▶ [SELECTED EXTRACT]:
Sanford Hinderlie (born January 23, 1952) is an American jazz pianist, composer, educator, and record producer. He is currently the Conrad N. Hilton Chair of Music Industry Studies at Loyola University New Orleans, where he has taught since 1981.

Career
A native of Seattle, Hinderlie began playing piano at an early age, imitating his parents, who were also musicians. Earning a B.M. from Washington State University and a M.M. from North Texas State University, he studied composition with Martin Mailman, Larry Austin, and Merrill Ellis, and jazz piano with Dan Haerle. In 1981, he moved to New Orleans, where he has taught, performed, and recorded music ever since.

As a performer, Hinderlie is noted for his transparent, sophisticated jazz style, exhibiting a lively virtuosity that reflects the wide range of influences on which he draws. As well as his original works in jazz piano, Hinderlie has composed scores for film and video, including soundtracks for documentaries on New Orleans history, and is a past winner of the Delius Composition Competition. Alongside his solo work, Hinderlie is also a frequent collaborator with other musicians, appearing with such performers as John Rankin, Tom McDermott, Tony Dagradi, Steve Masakowski, Larry Sieberth, Johnny Vidacovich, Tom van der Geld, and Günter Heinz.

▶ [SET PROBLEM 1]:
Put every line of the entries, from the entry containing "If you could locate the light" down to the last of the entries, into a numbered list, omitting blank lines.

▶ [Stored items from a collection]:

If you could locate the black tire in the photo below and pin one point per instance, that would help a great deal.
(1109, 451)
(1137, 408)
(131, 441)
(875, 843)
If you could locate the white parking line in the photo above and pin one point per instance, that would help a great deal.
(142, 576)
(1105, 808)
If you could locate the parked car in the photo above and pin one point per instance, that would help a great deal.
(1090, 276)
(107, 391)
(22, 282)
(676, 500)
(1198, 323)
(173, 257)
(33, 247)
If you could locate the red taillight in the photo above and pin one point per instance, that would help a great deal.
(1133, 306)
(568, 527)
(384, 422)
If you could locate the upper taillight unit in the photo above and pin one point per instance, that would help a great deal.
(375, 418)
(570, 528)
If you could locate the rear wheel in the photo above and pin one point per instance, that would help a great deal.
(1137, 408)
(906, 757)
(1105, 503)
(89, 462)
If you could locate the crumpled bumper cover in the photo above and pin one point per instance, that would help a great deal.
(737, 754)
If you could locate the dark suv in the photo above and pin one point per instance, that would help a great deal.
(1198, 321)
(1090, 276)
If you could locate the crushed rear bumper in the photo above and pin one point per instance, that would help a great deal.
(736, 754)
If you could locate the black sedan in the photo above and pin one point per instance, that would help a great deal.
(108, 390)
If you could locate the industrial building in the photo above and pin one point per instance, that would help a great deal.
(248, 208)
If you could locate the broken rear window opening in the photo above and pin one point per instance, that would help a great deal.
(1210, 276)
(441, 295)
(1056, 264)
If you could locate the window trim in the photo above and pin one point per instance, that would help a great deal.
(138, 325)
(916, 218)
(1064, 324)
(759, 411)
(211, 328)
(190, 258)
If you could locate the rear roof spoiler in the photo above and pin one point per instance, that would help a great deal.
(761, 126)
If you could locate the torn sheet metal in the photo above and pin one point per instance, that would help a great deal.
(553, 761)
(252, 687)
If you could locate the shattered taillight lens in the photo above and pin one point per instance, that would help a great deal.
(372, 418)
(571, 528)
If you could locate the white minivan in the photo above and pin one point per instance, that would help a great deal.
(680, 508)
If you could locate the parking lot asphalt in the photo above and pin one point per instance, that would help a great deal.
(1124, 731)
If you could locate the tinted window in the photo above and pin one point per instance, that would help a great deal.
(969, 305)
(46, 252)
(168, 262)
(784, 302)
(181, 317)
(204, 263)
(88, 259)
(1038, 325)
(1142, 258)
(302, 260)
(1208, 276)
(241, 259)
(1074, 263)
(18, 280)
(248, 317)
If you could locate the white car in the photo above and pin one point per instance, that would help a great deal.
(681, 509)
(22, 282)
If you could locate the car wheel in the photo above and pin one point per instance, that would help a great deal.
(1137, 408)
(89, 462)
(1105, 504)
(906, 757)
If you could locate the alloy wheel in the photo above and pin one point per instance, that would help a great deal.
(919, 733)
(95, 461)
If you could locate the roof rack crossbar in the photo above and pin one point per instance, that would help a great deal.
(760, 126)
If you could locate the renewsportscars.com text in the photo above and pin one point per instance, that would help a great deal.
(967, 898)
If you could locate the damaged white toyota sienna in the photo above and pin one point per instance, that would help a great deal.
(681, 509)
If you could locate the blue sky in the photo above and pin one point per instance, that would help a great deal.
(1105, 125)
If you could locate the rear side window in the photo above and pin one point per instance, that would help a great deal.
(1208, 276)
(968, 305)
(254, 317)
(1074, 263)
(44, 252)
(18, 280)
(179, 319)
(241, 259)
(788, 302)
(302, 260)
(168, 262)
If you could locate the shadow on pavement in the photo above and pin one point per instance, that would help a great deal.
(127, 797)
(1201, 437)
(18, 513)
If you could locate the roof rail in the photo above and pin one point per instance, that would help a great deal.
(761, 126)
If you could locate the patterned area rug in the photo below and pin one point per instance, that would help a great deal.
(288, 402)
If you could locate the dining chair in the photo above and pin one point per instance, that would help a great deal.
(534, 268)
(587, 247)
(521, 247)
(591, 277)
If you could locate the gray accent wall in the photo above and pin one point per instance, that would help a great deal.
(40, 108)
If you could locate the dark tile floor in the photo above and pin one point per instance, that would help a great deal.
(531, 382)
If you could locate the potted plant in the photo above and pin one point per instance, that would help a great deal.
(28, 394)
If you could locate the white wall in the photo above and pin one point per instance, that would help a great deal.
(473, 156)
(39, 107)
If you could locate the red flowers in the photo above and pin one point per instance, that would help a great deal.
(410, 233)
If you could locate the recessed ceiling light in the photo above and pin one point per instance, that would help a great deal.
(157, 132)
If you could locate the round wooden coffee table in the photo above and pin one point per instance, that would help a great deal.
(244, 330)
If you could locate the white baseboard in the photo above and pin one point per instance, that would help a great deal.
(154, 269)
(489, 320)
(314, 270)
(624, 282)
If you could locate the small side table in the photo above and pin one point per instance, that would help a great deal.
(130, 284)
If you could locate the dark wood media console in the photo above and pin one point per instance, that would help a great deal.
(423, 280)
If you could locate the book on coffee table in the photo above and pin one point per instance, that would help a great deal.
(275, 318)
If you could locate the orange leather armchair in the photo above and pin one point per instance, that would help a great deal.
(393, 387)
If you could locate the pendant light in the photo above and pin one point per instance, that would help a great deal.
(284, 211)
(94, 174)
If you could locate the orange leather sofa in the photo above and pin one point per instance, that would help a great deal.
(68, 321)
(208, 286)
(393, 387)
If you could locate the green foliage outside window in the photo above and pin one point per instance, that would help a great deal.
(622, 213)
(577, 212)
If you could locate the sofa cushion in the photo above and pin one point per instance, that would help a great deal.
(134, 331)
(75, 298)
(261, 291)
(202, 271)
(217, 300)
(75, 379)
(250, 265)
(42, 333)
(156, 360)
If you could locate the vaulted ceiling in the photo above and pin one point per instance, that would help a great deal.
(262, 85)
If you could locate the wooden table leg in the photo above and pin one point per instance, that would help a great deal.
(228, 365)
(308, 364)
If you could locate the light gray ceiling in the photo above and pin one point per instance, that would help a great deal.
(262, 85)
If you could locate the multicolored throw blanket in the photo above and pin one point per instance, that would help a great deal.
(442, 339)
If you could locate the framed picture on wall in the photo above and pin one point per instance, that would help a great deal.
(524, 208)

▶ [SET PROBLEM 2]:
Continue the biography of the jazz pianist Sanford Hinderlie from its final sentence.

▶ [ANSWER 1]:
1. If you could locate the light gray ceiling in the photo above and pin one point per instance, that would help a great deal.
2. (262, 85)
3. If you could locate the multicolored throw blanket in the photo above and pin one point per instance, that would help a great deal.
4. (442, 339)
5. If you could locate the framed picture on wall in the photo above and pin one point per instance, that would help a great deal.
6. (524, 208)

▶ [ANSWER 2]:
Within the United States, and particularly in New Orleans, he is a regular performer at venues and festivals year-round, and maintained a 25-year residency (1991-2016) at the Pelican Club in New Orleans’ French Quarter. Outside the United States, his performances have included venues in Germany, Panama, Denmark, the Netherlands, Singapore, Hong Kong, and Japan, and he has been a guest artist at such venues as the Yerevan International Jazz Festival in Armenia, the United States Embassy in Tbilisi, Georgia, and the Schloss Lingerberg in Dresden, Germany. On YouTube, a solo concert for jazz piano given in 2011 has been viewed over 250,000 times.

Teaching, Research and Producing

As an educator, Hinderlie has pioneered the development of new techniques and technologies in music education and promotion (see Section 3). At Loyola, Hinderlie spearheaded new opportunities in recording and music technology by building studios and labs for student learning, as well as creating internships in local recording studios and radio stations, including the historic WWOZ-FM.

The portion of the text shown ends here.